* begin Available data *
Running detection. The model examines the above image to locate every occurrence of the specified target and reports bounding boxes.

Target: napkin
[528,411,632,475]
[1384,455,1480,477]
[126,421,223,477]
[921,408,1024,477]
* end Available data *
**What the exercise asks**. Update these lines so that "bounding boxes" becomes "box coordinates", with everything else left unchanged.

**Answer to the task**.
Running detection. The model examines the above image to locate every occurrence of the specified target and reports box coordinates.

Target: napkin
[528,411,632,475]
[1384,455,1480,477]
[126,421,223,477]
[921,408,1024,477]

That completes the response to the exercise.